= TASK OBJECTIVE =
Reproduce word for word the lines starting with the first one and ending with the line that contains "column 774, row 510", including both ends. Leave the pictures out.

— Start of DATA ENTRIES —

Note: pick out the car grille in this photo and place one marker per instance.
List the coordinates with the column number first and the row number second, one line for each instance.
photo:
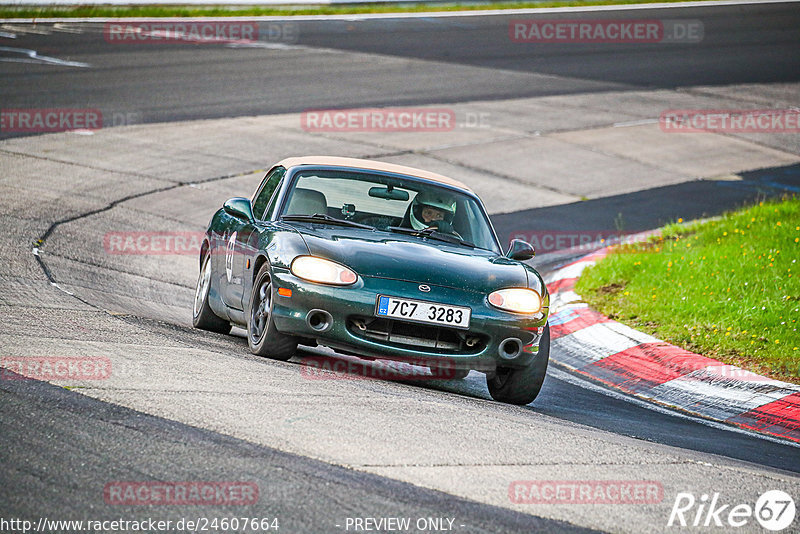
column 404, row 334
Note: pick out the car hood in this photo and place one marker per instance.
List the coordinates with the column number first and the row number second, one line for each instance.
column 379, row 254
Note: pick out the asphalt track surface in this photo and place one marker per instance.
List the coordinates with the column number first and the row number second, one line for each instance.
column 45, row 459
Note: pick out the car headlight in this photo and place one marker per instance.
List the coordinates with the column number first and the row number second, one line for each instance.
column 322, row 271
column 517, row 300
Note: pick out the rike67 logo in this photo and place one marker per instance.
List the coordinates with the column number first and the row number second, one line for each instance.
column 774, row 510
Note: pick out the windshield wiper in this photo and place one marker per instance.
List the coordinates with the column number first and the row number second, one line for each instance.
column 325, row 219
column 433, row 233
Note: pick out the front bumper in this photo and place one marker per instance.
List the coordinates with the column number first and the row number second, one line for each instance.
column 351, row 304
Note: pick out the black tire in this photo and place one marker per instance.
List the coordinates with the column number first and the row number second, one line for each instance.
column 203, row 317
column 521, row 386
column 263, row 337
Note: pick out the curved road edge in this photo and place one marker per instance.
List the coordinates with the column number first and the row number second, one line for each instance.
column 592, row 345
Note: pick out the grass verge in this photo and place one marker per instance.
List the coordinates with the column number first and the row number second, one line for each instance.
column 727, row 289
column 158, row 11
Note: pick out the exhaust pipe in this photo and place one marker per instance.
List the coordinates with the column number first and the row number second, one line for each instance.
column 510, row 348
column 319, row 320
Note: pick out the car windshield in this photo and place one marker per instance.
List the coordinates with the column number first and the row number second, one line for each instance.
column 390, row 204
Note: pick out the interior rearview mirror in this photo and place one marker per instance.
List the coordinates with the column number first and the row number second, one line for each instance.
column 388, row 193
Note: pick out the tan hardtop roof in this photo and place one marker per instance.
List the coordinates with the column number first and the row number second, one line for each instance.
column 371, row 166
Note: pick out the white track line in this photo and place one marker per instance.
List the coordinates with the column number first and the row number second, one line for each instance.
column 416, row 15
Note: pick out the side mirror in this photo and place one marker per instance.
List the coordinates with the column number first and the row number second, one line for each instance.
column 240, row 208
column 520, row 250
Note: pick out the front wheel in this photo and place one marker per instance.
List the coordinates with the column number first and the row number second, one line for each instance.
column 203, row 317
column 263, row 337
column 521, row 386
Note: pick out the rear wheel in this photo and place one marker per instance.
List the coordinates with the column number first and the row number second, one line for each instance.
column 203, row 317
column 263, row 337
column 521, row 386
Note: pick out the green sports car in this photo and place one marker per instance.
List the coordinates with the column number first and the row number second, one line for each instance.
column 378, row 261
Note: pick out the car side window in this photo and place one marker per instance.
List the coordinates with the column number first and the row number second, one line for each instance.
column 267, row 191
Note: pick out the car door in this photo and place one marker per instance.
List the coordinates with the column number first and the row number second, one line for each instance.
column 242, row 242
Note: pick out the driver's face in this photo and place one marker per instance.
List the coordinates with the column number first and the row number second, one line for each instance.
column 430, row 214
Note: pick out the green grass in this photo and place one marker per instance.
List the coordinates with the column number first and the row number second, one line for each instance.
column 728, row 289
column 155, row 11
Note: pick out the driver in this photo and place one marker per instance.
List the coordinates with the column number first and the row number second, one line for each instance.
column 433, row 210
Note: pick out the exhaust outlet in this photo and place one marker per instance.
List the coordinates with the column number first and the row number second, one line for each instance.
column 510, row 348
column 319, row 320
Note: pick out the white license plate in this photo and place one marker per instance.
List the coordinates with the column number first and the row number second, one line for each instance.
column 423, row 312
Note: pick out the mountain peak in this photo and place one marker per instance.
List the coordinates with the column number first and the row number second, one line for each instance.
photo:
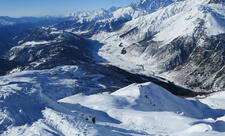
column 154, row 4
column 217, row 1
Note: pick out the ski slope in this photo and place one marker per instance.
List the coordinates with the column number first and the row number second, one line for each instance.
column 42, row 102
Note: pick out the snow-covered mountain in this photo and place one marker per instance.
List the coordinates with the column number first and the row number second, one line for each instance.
column 112, row 19
column 176, row 38
column 36, row 103
column 57, row 83
column 11, row 27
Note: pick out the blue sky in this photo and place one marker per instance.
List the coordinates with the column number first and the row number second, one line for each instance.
column 18, row 8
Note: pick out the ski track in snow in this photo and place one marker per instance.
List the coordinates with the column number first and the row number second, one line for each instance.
column 139, row 109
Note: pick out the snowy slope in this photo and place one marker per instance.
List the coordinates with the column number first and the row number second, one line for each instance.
column 151, row 110
column 89, row 23
column 41, row 103
column 170, row 38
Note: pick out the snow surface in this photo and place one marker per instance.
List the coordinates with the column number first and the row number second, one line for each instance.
column 180, row 19
column 41, row 102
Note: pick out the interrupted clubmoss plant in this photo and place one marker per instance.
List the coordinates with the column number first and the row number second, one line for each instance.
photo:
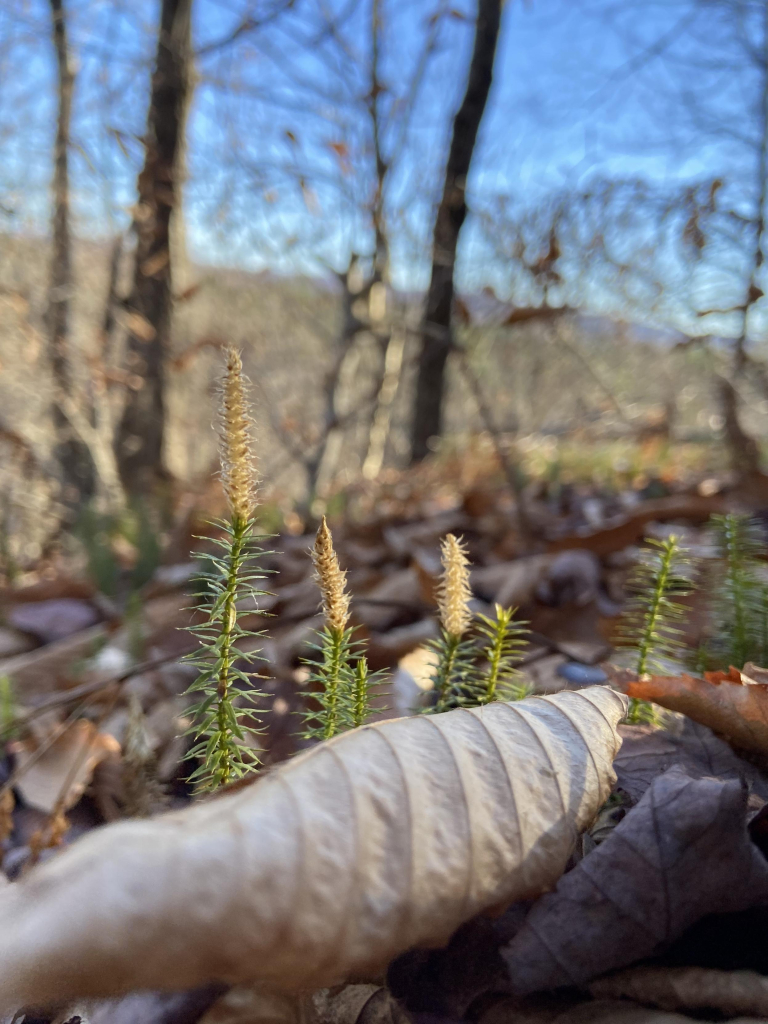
column 453, row 673
column 739, row 605
column 505, row 639
column 341, row 677
column 220, row 727
column 650, row 626
column 359, row 709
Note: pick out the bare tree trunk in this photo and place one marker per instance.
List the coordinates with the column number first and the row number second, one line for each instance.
column 140, row 435
column 72, row 458
column 435, row 342
column 754, row 292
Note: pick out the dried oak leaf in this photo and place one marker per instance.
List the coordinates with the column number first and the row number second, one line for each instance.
column 688, row 988
column 682, row 853
column 67, row 765
column 647, row 753
column 733, row 709
column 387, row 837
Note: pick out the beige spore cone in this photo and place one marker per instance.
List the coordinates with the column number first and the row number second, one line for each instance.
column 237, row 431
column 454, row 592
column 331, row 580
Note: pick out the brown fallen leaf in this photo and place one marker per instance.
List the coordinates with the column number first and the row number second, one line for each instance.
column 734, row 710
column 554, row 1011
column 386, row 838
column 647, row 753
column 73, row 756
column 688, row 988
column 629, row 530
column 682, row 853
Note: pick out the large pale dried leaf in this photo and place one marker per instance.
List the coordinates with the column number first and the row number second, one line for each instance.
column 647, row 753
column 67, row 765
column 386, row 838
column 729, row 707
column 688, row 988
column 682, row 853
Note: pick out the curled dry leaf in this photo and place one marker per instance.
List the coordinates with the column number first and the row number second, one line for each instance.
column 682, row 853
column 688, row 988
column 388, row 837
column 69, row 762
column 724, row 702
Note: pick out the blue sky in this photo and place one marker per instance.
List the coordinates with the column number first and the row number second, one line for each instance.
column 666, row 90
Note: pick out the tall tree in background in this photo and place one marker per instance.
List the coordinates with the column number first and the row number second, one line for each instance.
column 72, row 456
column 435, row 333
column 140, row 434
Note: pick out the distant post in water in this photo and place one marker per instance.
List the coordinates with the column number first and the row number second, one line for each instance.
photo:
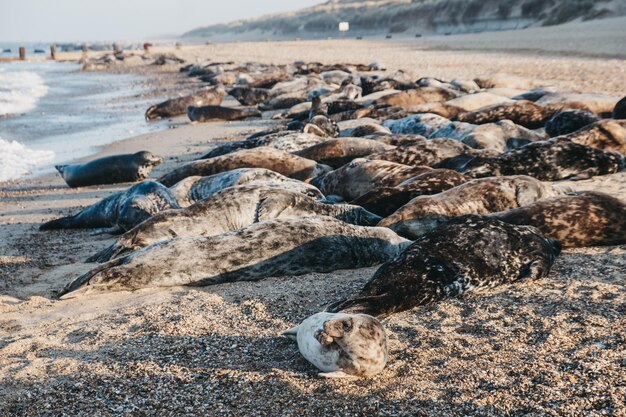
column 344, row 27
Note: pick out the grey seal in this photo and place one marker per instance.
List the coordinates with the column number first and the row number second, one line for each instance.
column 110, row 169
column 342, row 345
column 291, row 246
column 284, row 163
column 464, row 256
column 120, row 211
column 230, row 209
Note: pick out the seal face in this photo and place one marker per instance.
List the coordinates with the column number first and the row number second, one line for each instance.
column 480, row 196
column 110, row 169
column 230, row 209
column 284, row 163
column 361, row 176
column 466, row 255
column 120, row 211
column 576, row 220
column 178, row 106
column 342, row 345
column 549, row 160
column 291, row 246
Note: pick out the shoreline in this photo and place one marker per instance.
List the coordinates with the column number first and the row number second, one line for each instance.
column 549, row 347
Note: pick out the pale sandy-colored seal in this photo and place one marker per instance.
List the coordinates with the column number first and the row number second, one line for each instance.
column 578, row 219
column 386, row 200
column 120, row 211
column 218, row 113
column 178, row 106
column 548, row 160
column 194, row 189
column 467, row 255
column 110, row 169
column 291, row 246
column 482, row 196
column 362, row 175
column 264, row 157
column 342, row 345
column 338, row 152
column 230, row 209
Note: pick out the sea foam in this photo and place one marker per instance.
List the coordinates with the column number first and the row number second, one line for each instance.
column 17, row 160
column 20, row 91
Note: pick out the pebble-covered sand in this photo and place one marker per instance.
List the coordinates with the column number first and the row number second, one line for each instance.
column 553, row 347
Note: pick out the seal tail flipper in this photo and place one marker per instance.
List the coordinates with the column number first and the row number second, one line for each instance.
column 84, row 279
column 57, row 224
column 114, row 251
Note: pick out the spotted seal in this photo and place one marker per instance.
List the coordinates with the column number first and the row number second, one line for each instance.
column 217, row 113
column 548, row 160
column 264, row 157
column 291, row 246
column 342, row 345
column 194, row 189
column 120, row 211
column 178, row 106
column 482, row 196
column 386, row 200
column 464, row 256
column 362, row 175
column 338, row 152
column 110, row 169
column 576, row 220
column 230, row 209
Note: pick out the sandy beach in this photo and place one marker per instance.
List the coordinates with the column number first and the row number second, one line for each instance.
column 552, row 347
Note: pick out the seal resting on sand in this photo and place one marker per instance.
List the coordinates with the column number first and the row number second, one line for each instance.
column 482, row 196
column 217, row 113
column 120, row 211
column 342, row 345
column 230, row 209
column 576, row 220
column 466, row 255
column 361, row 175
column 264, row 157
column 548, row 160
column 110, row 169
column 178, row 106
column 193, row 189
column 291, row 246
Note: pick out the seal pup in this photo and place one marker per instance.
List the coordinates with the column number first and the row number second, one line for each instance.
column 178, row 106
column 285, row 141
column 548, row 160
column 569, row 121
column 338, row 152
column 576, row 220
column 193, row 189
column 230, row 209
column 110, row 169
column 384, row 201
column 120, row 211
column 521, row 112
column 607, row 135
column 362, row 175
column 217, row 113
column 342, row 345
column 291, row 246
column 464, row 256
column 264, row 157
column 482, row 196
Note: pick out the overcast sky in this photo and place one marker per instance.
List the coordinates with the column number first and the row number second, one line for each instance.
column 91, row 20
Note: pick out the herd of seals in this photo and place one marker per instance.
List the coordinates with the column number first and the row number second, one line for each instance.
column 453, row 186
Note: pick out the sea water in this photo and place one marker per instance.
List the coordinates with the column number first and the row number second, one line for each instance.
column 53, row 113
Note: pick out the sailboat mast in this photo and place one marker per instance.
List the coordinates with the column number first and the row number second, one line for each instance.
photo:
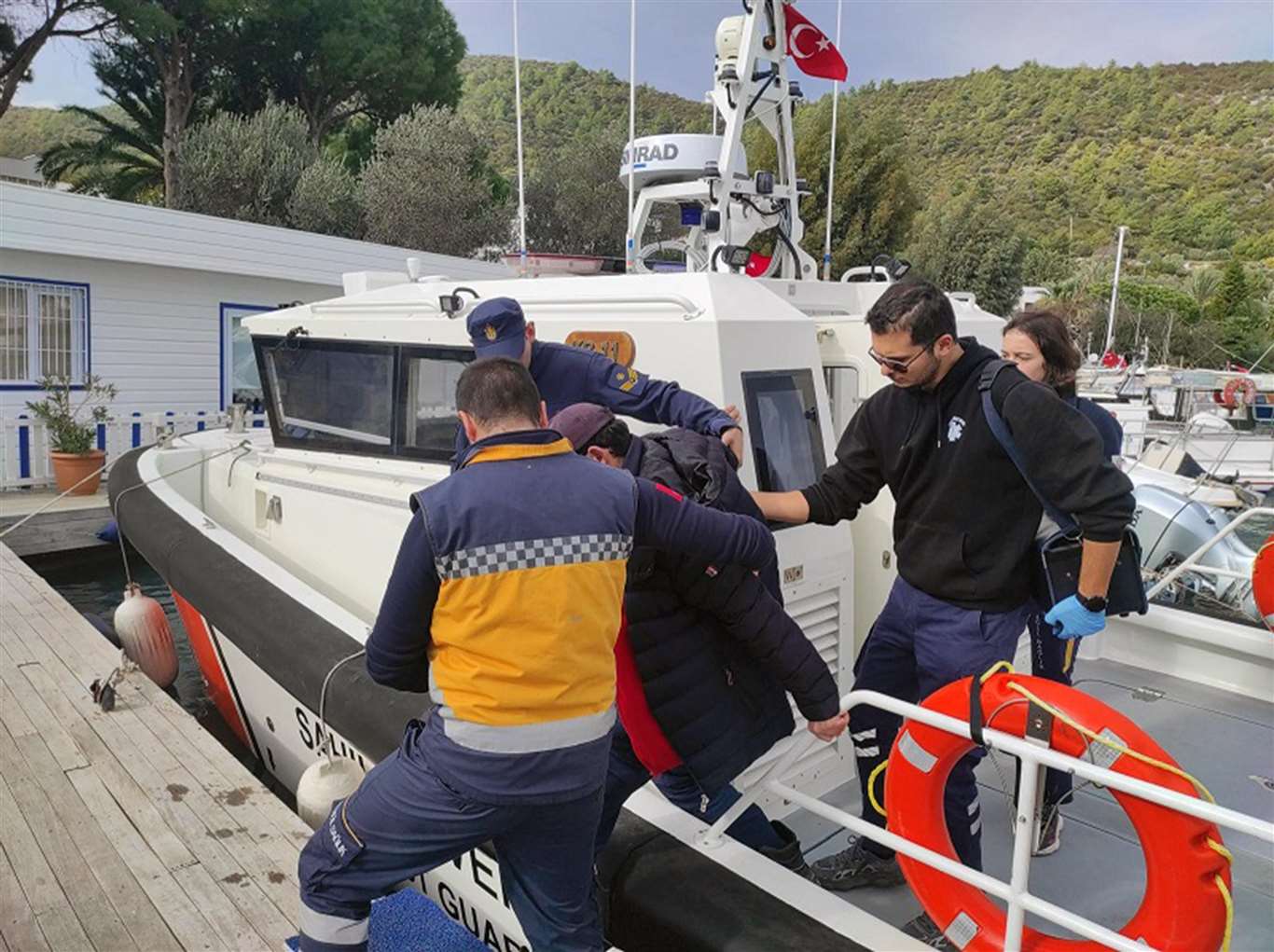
column 1110, row 322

— End of DATA ENTRIES —

= WRITTEN ANSWER =
Note: pick out the car grille in this photo and place one marker per instance.
List the coordinates with the column number first and the row number second, one line for each instance.
photo:
column 404, row 334
Note: pick out the car hood in this photo and place one marker per instance.
List the coordinates with the column number first and the row number second, one line for each instance.
column 379, row 254
Note: pick out the asphalt track surface in this photo and place one marker per instance.
List the coordinates with the column number first and the row number second, one line for each instance.
column 45, row 459
Note: pick out the car headlight in this photo and place one marker per instance.
List the coordinates with the column number first and the row number second, one line for each instance.
column 322, row 271
column 517, row 300
Note: pick out the rike67 logo in this photo and place one marker per instance.
List the coordinates with the column number first and the row number second, one line for each instance.
column 774, row 510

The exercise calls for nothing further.